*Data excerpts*
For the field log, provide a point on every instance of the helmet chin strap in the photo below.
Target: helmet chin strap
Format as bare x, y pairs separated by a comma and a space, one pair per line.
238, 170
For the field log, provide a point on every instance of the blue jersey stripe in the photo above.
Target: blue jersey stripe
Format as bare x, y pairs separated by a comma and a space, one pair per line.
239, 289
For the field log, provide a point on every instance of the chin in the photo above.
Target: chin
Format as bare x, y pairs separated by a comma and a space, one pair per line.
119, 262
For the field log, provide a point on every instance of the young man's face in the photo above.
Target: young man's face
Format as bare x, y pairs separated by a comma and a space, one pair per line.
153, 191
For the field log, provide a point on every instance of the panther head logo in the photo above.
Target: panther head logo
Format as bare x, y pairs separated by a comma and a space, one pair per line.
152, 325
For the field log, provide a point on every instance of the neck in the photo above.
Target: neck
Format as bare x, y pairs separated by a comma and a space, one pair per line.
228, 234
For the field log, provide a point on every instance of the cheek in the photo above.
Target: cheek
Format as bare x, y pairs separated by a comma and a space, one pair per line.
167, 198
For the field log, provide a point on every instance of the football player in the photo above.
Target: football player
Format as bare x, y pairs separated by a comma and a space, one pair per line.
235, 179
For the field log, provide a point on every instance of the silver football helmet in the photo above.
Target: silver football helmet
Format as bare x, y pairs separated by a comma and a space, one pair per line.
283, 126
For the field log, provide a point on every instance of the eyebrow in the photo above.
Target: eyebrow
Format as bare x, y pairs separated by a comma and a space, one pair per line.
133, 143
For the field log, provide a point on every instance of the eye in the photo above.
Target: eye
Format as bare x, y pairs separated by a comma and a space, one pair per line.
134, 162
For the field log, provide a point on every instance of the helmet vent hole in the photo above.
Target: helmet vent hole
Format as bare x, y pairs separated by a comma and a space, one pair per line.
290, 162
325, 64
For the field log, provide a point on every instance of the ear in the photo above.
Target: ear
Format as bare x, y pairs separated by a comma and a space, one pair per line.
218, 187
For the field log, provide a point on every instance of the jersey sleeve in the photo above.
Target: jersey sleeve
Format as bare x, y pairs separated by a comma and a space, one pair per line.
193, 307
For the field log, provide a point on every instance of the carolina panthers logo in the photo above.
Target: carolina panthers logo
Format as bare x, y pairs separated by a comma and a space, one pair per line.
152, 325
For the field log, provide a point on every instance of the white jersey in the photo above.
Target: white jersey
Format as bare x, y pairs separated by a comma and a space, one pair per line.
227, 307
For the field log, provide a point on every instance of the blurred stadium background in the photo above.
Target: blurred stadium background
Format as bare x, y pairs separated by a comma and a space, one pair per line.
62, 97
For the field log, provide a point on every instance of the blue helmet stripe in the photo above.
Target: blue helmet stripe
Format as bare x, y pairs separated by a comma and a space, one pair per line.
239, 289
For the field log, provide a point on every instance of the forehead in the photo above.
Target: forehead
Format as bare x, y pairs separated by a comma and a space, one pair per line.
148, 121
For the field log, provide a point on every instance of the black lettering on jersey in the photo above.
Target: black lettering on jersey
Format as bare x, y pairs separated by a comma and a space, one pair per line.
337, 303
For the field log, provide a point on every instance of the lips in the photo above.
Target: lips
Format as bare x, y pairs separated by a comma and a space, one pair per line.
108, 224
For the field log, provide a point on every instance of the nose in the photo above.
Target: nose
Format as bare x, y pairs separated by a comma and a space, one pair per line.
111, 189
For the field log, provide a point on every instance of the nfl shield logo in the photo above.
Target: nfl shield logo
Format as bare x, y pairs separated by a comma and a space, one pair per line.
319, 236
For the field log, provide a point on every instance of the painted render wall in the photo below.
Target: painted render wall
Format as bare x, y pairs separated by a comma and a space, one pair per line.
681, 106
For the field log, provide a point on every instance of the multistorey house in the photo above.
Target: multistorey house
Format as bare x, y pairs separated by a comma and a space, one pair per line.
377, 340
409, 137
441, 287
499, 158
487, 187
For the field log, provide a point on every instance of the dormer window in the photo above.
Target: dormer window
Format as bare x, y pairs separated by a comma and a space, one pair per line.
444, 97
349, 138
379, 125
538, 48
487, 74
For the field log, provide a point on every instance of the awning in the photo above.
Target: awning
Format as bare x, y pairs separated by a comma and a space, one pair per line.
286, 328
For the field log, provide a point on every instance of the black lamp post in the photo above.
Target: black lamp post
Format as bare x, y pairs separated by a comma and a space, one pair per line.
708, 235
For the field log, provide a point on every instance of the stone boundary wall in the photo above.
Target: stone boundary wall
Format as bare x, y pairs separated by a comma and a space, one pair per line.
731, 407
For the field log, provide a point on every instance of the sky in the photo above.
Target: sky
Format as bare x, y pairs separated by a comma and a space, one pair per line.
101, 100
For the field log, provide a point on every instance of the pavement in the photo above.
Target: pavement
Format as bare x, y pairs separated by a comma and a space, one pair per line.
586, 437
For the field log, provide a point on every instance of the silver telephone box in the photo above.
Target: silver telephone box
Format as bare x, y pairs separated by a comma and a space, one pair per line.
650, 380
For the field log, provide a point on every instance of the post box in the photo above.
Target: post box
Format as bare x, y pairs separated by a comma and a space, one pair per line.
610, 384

*Assignment*
Respond with nothing but the number of lines in the entries that contain the string "render".

*Task response*
2